PROBLEMA POSTO 1: Indica se le affermazioni seguenti concordano con il brano sulla montagna, rispondendo sì o no e citando le parole decisive del testo: (a) in Italia il calo della popolazione è iniziato nel 2014; (b) il Trentino-Alto Adige ha perso popolazione negli ultimi anni; (c) Ferrari è un docente universitario di Demografia.
PROBLEMA POSTO 2: Filtra i record e copia ogni riga che contiene la stringa "column".

BRANO SCELTO:
——————

Montagne vuote. ‘Homo appenninicus’ cercasi, scritto da Marco Breschi e da Maurizio Ferrari e appena pubblicato da Forum, Editrice Universitaria Udinese, è un libro sul passato, sul presente e sul futuro della montagna. Un docente universitario di Demografia come Breschi e un insegnante (e oggi anche capraio) come Ferrari, che in comune hanno l’amore per la montagna (‘Amo la Montagna’ è anche il nome dell’associazione che Ferrari ha fondato) e il legame profondo con Sambuca, nel pistoiese, si sono uniti per scrivere quella che potrebbe essere definita “l’ultima chiamata per la montagna”.

Il crollo demografico a livello nazionale

Ma procediamo per gradi. Il passato si basa su dati certi: e sono, soprattutto, i dati relativi all’andamento demografico dell’Italia, delle zone alte e della montagna pistoiese, in un percorso che dallo sguardo nazionale passa a quello riservato a tutte le aree montane del nostro paese per poi fissarsi sui Comuni montani del territorio pistoiese, riservando un’attenzione particolare a Sambuca. In Italia il calo della popolazione è iniziato nel 2014 e, secondo i dati Istat, si calcola che il 1° gennaio 2070 gli attuali 59,2 milioni di abitanti della penisola diventeranno 47,6, con una perdita di 11,6 milioni. Il crollo demografico, che sarà particolarmente forte al sud (con la perdita di 1/3 della popolazione nei prossimi cinquant’anni) porterà alla «desertificazione demografica» dei Comuni con pochi abitanti. Tra questi, in particolare, quelli montani. Con una significativa eccezione, rappresentata dal Trentino-Alto Adige, che non ha perso popolazione negli ultimi anni e che non la perderà – se immutate resteranno tutte le situazioni che determinano l’andamento demografico – nei prossimi cinquant’anni, a dimostrazione che «montagna non è […] sinonimo di crisi demografica e spopolamento».

La montagna pistoiese sempre più “vecchia”

——————

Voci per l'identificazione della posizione
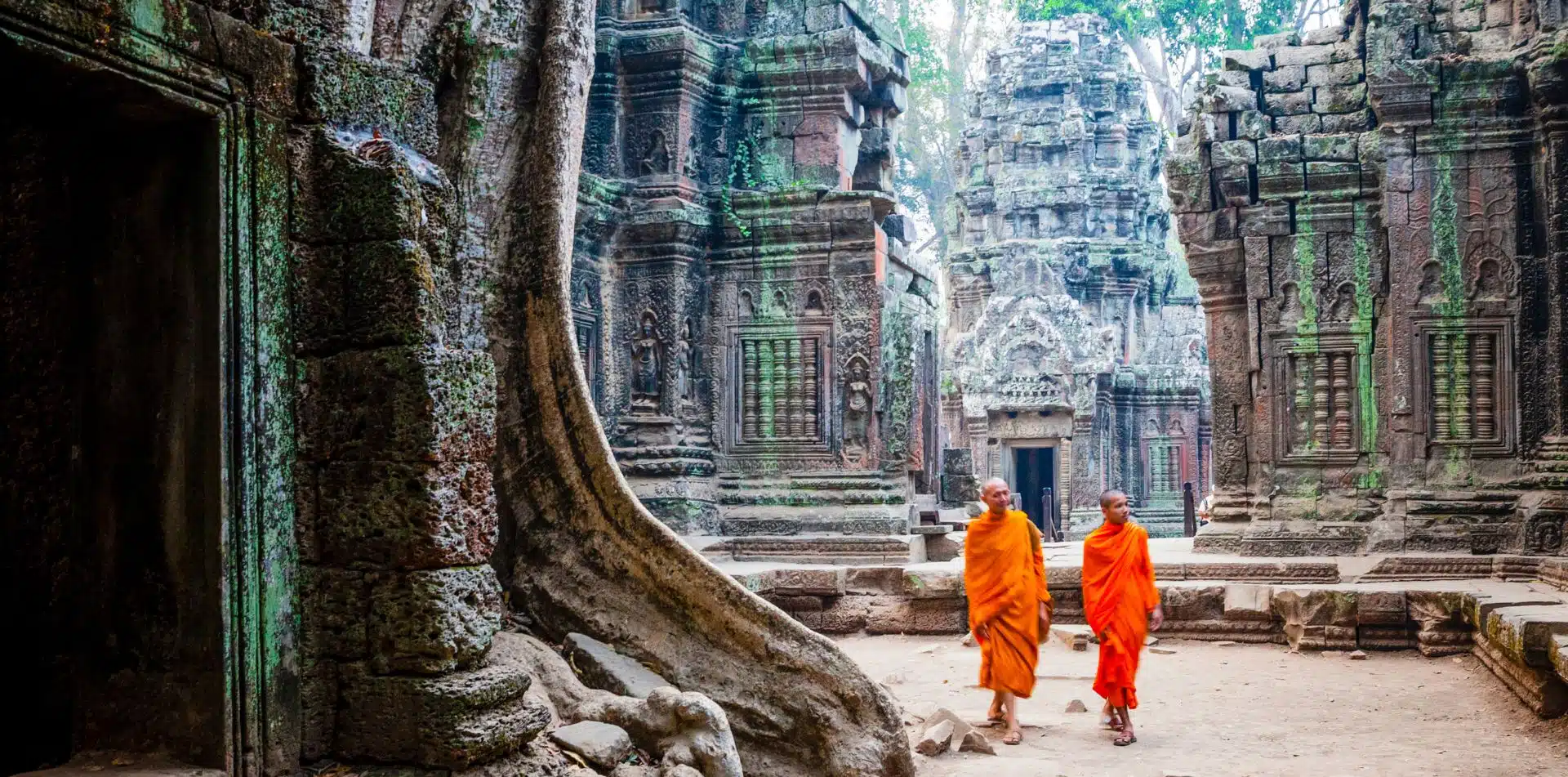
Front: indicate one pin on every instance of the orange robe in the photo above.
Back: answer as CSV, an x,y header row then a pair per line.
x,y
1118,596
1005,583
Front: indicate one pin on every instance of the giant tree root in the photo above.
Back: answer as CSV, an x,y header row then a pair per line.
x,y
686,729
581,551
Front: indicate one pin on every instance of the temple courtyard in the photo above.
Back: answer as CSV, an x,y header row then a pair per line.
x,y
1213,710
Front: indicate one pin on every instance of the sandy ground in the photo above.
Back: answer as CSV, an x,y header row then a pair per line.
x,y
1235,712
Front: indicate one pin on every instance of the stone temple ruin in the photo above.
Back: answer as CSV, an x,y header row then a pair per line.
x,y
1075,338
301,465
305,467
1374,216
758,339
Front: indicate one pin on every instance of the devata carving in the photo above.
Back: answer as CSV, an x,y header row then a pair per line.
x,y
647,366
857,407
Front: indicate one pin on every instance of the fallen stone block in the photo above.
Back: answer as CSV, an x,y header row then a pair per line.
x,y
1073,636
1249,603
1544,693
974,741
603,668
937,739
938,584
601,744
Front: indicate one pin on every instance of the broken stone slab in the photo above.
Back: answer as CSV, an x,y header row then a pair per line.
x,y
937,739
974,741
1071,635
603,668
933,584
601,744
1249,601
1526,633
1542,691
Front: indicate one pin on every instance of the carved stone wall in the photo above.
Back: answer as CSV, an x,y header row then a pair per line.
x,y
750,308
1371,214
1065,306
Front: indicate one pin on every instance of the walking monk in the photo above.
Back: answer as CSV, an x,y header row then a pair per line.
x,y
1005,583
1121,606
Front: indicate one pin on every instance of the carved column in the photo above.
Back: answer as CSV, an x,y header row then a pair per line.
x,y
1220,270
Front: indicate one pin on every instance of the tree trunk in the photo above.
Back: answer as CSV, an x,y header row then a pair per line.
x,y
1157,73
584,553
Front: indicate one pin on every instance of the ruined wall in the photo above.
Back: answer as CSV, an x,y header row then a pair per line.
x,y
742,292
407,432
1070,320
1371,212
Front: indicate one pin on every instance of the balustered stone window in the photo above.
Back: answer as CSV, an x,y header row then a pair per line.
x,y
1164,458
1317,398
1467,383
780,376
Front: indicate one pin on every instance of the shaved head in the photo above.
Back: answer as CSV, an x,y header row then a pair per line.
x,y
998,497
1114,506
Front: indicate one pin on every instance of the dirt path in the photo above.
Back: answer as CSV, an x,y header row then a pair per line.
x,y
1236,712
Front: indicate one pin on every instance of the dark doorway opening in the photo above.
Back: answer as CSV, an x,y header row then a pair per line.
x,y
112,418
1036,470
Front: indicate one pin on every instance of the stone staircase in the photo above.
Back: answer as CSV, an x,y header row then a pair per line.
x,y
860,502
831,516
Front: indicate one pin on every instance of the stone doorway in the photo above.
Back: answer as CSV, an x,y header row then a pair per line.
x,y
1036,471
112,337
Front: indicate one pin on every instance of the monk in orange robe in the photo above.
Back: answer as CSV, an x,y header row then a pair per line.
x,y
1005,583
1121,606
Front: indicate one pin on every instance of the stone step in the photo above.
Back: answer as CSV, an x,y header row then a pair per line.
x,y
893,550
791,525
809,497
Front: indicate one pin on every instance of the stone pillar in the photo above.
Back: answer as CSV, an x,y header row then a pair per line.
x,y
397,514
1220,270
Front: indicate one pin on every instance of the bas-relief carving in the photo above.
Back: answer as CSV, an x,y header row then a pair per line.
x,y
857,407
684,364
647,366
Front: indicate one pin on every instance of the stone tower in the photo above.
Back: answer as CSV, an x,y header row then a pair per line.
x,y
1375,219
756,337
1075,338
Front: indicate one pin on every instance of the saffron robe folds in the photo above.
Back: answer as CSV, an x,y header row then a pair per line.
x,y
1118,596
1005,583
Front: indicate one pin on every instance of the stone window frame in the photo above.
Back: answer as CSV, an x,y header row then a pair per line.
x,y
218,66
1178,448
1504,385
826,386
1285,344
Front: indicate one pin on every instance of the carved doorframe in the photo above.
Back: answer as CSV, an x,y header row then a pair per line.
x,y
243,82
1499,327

——————

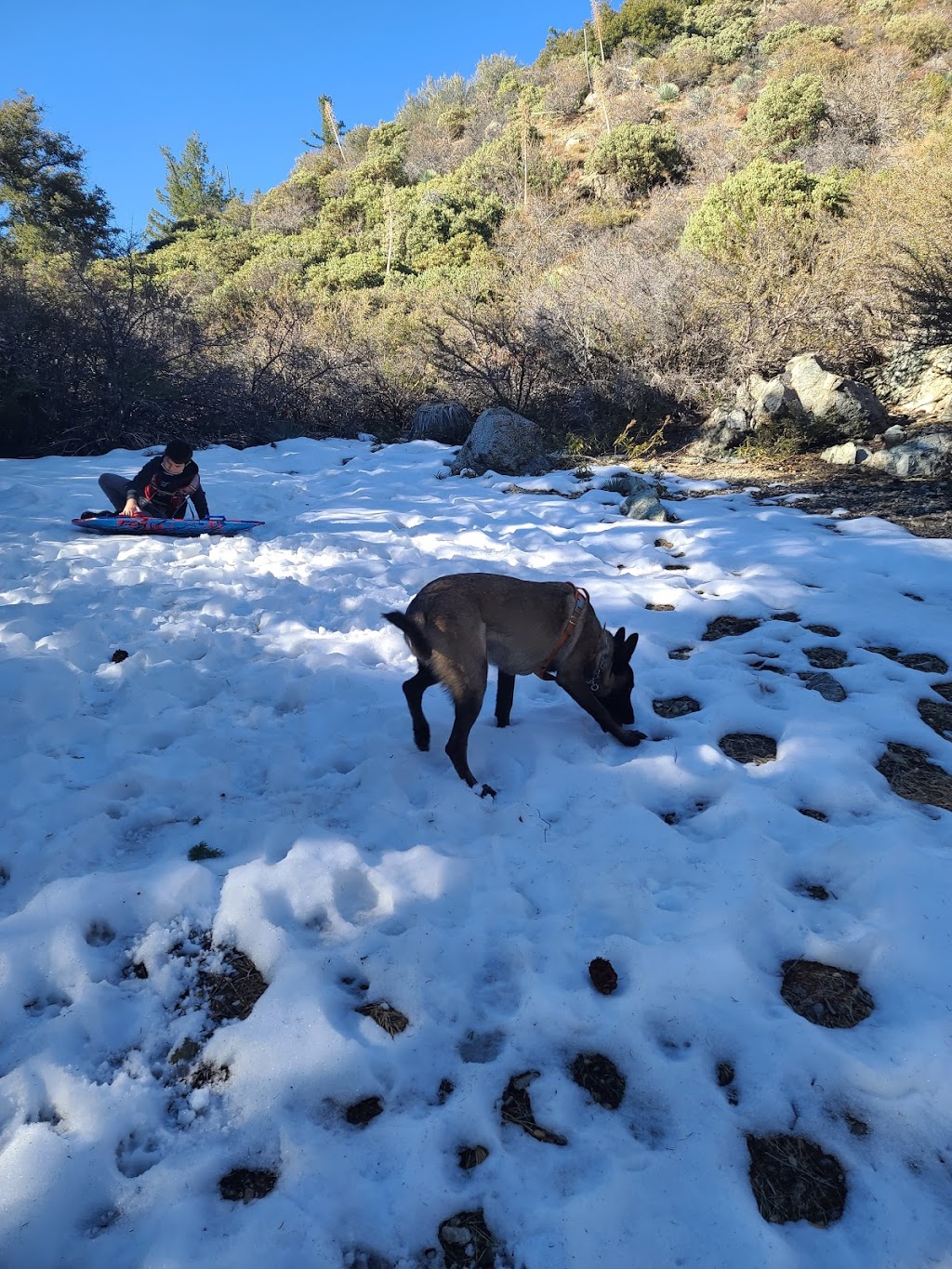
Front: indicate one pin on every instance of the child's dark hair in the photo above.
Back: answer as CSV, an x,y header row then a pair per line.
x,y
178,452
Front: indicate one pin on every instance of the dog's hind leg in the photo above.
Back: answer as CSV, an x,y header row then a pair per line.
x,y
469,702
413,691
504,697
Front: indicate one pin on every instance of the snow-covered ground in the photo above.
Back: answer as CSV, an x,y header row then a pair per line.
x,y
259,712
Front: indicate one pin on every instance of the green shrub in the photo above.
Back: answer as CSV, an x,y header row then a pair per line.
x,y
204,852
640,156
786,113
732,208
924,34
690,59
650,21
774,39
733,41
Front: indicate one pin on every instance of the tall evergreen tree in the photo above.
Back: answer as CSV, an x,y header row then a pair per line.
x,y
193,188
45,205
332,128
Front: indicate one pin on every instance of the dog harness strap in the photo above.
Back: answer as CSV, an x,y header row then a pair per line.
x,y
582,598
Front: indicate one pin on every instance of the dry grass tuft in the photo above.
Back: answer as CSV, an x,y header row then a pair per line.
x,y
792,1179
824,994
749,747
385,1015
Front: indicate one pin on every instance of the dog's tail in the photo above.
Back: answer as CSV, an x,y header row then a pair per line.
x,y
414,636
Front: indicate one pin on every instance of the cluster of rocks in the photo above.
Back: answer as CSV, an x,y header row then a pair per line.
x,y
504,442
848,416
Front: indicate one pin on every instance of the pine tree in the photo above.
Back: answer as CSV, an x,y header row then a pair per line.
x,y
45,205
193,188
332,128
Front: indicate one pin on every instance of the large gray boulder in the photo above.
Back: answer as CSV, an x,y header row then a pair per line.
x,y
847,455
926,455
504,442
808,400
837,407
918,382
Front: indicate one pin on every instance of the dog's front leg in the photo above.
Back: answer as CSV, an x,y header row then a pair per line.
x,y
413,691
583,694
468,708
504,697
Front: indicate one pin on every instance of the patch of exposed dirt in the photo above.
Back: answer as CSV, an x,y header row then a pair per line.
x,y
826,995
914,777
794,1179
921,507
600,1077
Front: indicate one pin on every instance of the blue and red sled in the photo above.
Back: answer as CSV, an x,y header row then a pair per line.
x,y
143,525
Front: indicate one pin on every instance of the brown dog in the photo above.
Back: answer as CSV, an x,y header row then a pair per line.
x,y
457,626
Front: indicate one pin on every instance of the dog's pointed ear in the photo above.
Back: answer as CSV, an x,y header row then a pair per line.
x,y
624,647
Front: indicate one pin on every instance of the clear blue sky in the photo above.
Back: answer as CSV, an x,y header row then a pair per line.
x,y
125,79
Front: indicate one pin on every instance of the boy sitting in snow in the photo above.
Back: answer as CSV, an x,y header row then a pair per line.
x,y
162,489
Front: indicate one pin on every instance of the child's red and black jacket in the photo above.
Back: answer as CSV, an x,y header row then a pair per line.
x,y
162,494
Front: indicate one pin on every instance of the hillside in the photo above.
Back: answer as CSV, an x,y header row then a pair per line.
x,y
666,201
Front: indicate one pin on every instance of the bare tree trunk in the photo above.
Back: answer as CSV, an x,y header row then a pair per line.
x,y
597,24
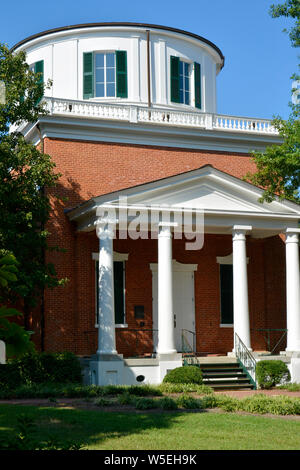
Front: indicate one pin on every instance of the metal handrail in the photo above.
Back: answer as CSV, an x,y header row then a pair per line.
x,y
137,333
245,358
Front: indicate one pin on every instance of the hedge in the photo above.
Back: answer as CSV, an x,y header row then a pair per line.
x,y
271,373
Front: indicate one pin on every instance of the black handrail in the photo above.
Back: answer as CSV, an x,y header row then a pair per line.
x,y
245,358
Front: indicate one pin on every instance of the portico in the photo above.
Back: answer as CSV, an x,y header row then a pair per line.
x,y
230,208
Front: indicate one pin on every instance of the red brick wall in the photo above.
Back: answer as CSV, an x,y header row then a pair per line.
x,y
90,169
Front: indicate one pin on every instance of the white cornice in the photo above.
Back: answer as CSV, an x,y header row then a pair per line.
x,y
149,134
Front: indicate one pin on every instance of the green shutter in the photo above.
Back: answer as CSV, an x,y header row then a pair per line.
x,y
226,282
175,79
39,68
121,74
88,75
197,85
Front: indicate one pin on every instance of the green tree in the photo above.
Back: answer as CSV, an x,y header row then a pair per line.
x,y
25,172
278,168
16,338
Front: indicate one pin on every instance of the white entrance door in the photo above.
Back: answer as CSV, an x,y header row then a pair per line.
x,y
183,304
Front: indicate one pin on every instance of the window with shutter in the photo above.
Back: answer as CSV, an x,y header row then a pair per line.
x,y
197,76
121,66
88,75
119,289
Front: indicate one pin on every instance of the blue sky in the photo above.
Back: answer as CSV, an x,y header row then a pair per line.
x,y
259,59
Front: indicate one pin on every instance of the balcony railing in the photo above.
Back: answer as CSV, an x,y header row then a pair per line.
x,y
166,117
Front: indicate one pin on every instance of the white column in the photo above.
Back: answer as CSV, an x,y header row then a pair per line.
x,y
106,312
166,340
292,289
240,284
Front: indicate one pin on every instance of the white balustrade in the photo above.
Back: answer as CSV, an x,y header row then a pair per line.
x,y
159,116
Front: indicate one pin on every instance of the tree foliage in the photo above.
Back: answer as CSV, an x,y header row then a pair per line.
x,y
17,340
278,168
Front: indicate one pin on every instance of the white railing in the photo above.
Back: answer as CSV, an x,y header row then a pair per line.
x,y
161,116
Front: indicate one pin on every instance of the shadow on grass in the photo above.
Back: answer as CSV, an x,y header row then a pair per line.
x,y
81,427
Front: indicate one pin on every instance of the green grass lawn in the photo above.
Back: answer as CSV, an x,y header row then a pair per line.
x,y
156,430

——————

SOLUZIONE 1:
(a) Sì: «In Italia il calo della popolazione è iniziato nel 2014».
(b) No: «che non ha perso popolazione negli ultimi anni».
(c) No: «Un docente universitario di Demografia come Breschi e un insegnante (e oggi anche capraio) come Ferrari».

SOLUZIONE 2:
Front: indicate one pin on every instance of the carved column in the photo above.
Front: indicate one pin on every instance of the white column in the photo above.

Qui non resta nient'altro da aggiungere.